-- begin Dataset excerpts --
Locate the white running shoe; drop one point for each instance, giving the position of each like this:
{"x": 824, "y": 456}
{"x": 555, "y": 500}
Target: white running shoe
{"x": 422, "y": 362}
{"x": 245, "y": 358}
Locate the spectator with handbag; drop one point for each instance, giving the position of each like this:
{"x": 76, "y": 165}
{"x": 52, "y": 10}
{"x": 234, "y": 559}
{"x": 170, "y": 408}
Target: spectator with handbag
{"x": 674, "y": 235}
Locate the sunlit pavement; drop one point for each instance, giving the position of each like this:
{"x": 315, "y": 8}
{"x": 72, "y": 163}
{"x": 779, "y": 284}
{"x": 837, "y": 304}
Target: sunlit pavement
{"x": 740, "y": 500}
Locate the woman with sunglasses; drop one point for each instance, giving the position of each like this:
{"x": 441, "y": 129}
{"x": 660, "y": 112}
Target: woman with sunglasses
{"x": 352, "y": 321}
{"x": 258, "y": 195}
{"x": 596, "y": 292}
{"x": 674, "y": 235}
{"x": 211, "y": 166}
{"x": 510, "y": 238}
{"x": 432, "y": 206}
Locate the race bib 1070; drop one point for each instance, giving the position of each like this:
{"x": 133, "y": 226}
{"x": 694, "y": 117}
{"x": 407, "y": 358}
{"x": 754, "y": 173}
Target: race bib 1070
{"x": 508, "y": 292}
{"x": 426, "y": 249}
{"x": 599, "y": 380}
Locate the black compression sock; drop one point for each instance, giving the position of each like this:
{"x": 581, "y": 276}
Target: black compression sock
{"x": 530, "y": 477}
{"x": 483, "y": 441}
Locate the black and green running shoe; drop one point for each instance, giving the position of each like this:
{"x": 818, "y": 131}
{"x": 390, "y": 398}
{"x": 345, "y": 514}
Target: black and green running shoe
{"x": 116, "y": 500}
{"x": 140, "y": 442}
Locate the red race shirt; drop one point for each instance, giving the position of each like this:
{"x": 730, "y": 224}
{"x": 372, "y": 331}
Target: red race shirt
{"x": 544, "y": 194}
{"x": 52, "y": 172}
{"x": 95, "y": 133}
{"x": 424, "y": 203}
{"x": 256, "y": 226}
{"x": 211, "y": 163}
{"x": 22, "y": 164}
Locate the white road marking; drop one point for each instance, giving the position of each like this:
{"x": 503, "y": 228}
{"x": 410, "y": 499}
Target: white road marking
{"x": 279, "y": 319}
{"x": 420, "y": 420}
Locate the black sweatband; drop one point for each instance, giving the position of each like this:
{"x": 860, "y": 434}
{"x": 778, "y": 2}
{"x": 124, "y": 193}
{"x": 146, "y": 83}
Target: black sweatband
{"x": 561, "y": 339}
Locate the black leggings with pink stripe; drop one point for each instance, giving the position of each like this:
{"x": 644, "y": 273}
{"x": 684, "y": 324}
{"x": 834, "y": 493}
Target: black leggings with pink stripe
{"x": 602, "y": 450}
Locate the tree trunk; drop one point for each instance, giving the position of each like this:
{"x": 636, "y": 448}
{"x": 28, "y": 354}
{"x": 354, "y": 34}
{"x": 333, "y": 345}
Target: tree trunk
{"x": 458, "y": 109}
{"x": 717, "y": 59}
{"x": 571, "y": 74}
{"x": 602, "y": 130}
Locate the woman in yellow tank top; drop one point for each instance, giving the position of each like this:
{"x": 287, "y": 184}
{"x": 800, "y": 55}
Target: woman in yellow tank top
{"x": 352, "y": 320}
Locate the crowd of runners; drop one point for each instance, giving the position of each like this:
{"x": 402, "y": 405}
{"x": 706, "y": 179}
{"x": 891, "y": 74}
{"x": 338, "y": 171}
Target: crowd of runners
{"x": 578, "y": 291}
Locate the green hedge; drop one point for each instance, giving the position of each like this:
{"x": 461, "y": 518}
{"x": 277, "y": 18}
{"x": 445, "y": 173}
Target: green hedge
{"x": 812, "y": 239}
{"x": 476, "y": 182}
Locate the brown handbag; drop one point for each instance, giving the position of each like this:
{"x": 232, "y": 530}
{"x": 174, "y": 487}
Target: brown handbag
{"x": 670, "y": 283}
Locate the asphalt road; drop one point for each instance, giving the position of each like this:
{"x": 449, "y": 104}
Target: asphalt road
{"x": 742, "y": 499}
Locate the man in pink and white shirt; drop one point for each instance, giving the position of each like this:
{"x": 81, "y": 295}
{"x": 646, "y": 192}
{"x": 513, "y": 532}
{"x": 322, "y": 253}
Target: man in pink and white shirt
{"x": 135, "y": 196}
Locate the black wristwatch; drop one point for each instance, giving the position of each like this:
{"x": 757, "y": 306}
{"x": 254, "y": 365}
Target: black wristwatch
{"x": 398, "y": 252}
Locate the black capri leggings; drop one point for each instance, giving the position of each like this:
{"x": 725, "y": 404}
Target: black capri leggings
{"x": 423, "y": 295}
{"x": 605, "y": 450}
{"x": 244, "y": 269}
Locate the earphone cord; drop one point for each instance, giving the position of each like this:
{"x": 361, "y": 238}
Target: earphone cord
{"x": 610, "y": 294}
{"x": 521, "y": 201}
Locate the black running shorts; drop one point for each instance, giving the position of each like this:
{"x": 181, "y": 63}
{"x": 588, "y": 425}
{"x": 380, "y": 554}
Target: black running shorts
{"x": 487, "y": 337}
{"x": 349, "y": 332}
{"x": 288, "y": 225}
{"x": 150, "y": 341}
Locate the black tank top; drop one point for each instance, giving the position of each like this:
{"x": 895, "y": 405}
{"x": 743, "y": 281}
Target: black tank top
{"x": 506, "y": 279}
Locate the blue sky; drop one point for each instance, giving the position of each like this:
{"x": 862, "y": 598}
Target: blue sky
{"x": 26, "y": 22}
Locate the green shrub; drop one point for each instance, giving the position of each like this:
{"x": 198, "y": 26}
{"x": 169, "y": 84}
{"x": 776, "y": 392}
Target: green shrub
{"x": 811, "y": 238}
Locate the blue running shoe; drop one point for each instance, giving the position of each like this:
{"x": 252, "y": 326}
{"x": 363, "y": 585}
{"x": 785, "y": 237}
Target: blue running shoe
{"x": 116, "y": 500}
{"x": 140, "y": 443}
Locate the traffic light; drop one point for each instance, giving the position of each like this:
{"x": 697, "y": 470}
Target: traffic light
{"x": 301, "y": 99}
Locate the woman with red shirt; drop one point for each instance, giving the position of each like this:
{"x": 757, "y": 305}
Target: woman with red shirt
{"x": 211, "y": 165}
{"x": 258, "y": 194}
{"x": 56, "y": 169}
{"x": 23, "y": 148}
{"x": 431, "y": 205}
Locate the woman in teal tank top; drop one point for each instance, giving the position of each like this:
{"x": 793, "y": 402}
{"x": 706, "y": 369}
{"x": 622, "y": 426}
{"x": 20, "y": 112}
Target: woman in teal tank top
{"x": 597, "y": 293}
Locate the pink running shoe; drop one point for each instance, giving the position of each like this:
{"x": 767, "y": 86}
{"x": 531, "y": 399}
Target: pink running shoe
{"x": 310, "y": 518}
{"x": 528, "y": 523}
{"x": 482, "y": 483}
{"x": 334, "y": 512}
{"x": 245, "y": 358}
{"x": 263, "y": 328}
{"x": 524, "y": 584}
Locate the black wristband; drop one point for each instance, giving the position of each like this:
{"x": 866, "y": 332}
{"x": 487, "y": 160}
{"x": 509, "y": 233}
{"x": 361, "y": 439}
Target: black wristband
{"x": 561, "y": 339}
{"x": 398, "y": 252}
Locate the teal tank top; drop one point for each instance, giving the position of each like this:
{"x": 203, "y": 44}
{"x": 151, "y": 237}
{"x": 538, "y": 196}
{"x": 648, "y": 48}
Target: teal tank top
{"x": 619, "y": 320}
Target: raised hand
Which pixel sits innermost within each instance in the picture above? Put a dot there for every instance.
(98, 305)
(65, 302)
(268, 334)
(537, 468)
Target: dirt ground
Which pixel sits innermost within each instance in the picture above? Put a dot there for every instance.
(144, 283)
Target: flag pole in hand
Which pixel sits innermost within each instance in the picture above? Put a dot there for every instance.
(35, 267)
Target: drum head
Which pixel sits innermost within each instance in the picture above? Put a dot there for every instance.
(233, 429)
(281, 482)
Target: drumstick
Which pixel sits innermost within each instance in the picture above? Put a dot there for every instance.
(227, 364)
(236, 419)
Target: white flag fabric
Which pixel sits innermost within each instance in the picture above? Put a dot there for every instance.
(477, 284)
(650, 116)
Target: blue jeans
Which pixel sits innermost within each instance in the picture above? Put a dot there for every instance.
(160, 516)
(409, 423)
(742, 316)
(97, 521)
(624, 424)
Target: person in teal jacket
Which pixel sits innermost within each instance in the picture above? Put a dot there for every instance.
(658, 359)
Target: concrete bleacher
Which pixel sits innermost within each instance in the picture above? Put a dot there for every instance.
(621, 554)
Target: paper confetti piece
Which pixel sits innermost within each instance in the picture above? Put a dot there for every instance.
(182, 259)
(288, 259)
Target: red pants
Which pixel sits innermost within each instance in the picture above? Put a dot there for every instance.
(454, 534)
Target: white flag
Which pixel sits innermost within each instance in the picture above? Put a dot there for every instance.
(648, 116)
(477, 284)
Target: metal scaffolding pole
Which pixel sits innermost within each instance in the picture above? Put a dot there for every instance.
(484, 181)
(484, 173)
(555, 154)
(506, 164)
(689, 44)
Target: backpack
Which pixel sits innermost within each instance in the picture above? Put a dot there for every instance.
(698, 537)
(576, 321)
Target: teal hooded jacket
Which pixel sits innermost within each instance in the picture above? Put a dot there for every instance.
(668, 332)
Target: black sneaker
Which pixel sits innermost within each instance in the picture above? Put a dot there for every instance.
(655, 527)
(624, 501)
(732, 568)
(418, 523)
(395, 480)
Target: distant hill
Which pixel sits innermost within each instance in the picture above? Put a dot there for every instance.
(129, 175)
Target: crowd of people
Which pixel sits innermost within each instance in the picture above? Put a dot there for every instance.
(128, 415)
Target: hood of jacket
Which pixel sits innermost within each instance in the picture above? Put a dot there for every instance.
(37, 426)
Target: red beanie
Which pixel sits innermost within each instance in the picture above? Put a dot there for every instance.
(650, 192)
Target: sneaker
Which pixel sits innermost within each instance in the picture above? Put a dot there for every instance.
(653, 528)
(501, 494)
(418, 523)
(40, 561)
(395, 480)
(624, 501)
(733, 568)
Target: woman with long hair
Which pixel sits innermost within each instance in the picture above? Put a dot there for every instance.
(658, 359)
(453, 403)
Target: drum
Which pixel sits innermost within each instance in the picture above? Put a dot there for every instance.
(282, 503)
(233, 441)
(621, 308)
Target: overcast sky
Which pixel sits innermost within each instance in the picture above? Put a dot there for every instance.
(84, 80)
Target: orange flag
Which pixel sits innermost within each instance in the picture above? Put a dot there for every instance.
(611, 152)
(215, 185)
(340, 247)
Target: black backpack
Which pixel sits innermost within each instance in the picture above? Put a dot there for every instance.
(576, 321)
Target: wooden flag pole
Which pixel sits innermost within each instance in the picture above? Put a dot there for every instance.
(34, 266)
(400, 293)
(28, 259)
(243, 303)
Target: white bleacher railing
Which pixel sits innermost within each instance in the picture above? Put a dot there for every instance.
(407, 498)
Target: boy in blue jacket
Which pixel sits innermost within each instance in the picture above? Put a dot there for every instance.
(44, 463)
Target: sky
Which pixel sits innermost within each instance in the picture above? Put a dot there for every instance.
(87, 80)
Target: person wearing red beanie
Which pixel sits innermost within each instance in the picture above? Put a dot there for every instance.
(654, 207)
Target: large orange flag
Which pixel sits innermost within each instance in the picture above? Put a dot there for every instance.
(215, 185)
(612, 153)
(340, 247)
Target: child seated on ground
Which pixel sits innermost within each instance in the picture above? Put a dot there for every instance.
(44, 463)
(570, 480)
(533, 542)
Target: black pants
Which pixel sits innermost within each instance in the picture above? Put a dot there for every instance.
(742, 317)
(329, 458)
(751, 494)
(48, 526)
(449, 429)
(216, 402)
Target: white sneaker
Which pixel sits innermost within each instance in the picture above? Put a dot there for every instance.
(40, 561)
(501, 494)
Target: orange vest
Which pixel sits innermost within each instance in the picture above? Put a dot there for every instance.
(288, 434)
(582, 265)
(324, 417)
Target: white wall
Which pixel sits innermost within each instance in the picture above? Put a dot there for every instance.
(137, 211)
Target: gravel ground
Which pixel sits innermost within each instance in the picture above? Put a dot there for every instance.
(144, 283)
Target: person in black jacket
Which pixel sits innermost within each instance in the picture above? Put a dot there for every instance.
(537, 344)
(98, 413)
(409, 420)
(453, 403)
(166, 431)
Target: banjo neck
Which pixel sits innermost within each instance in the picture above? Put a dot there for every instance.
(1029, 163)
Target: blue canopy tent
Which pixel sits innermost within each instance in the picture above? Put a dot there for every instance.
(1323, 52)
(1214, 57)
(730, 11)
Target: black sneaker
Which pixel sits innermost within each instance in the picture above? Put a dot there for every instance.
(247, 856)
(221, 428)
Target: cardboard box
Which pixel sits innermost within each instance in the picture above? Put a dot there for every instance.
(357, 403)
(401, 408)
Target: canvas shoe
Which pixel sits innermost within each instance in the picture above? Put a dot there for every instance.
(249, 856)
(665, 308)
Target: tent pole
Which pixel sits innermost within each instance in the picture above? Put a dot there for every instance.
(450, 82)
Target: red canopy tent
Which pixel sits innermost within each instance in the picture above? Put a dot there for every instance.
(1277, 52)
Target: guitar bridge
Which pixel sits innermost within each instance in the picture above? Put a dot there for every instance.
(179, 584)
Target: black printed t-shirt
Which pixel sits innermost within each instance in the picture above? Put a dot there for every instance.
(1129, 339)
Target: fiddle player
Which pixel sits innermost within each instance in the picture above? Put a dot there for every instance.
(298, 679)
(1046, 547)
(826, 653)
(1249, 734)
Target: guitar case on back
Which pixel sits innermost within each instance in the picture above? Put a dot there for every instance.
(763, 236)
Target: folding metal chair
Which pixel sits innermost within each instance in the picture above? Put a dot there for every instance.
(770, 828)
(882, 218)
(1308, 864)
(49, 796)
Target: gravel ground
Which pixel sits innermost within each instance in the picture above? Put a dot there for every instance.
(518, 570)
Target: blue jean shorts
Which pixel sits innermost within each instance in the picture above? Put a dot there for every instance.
-- end Dataset excerpts --
- Do this: Turn the lines from the one containing "Target: blue canopy tent" through the one containing "(1129, 339)" into a numbered list, leaving out any blank lines.

- Task solution:
1. Target: blue canopy tent
2. Which pixel sits innermost within each instance in the picture above? Put a dot there for every instance.
3. (1323, 52)
4. (1214, 57)
5. (730, 11)
6. Target: black sneaker
7. Which pixel sits innermost within each instance in the picture above? Put a dot there for every instance.
8. (247, 856)
9. (221, 428)
10. Target: cardboard box
11. Which pixel sits innermost within each instance in the picture above? Put a dot there for every instance.
12. (357, 403)
13. (401, 408)
14. Target: canvas shoe
15. Which pixel sits innermost within each instance in the picture above? Put a dot there for every instance.
16. (249, 856)
17. (665, 308)
18. Target: tent pole
19. Which pixel sits innermost within each instance in the picture above? Put a dot there for every instance.
20. (450, 82)
21. Target: red canopy tent
22. Which pixel sits innermost within each instance in the picture above? Put a dot there for every instance.
23. (1277, 52)
24. Target: guitar bridge
25. Which pixel sits innermost within each instance in the picture above? Put a dot there for every instance.
26. (179, 584)
27. Target: black printed t-shirt
28. Which pixel sits innermost within each instance in the picture above? Put a dot there for every instance.
29. (1129, 339)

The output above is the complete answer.